== Dataset excerpts ==

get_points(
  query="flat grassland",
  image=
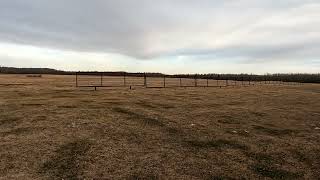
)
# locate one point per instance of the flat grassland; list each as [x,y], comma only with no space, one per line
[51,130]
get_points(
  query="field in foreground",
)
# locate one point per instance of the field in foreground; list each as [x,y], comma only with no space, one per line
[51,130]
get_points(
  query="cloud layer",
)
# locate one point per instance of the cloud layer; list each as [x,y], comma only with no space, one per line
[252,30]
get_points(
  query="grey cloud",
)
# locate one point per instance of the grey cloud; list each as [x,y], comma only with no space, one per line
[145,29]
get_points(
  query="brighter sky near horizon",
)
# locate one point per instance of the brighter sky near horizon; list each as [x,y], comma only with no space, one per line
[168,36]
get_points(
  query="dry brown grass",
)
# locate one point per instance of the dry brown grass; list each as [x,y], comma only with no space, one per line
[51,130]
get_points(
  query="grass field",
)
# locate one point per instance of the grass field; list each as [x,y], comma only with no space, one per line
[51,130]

===
== Dataset excerpts ==

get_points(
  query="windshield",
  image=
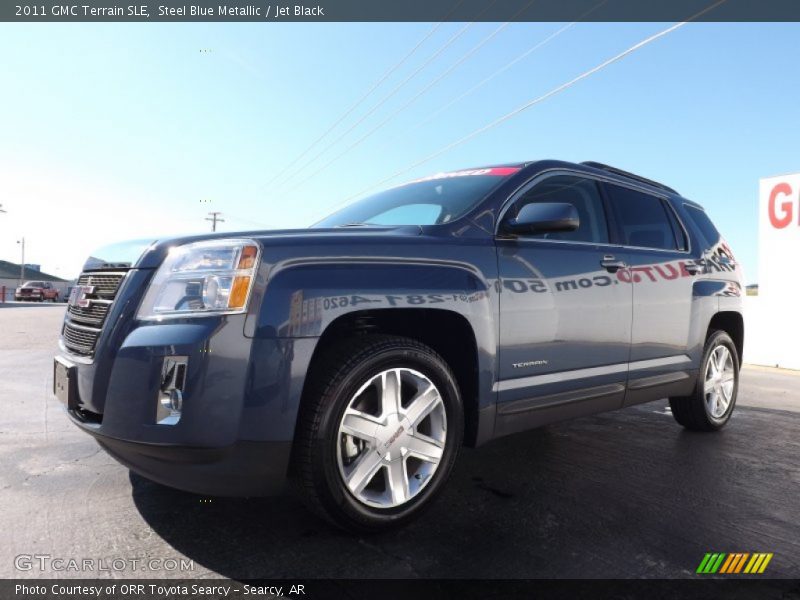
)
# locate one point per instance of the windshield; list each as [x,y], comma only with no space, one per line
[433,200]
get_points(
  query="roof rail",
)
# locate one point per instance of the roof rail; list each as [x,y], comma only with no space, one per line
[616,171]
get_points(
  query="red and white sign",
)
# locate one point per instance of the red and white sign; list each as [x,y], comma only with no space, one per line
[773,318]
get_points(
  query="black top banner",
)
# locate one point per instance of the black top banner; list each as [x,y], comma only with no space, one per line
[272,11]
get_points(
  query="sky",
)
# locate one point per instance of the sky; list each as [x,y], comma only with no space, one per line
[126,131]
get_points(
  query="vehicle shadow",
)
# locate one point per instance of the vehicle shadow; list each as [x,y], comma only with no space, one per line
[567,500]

===

[Your goal]:
Count the lines in the rows above that contain the string "grassland", matching case exactly. Reply with the number only.

[Result]:
2